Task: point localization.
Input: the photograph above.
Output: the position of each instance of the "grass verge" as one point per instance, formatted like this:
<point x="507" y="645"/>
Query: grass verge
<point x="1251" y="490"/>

**EXERCISE PROMPT:** Starting at the line that contains "Input: the photograph above.", print every line through the end of the listing, word for word. Leave out all the rest.

**TASK RESPONSE:**
Input: the photograph above.
Output: the position of each instance of the "grass verge" as one point per instance, formatted like this:
<point x="507" y="645"/>
Query: grass verge
<point x="1251" y="490"/>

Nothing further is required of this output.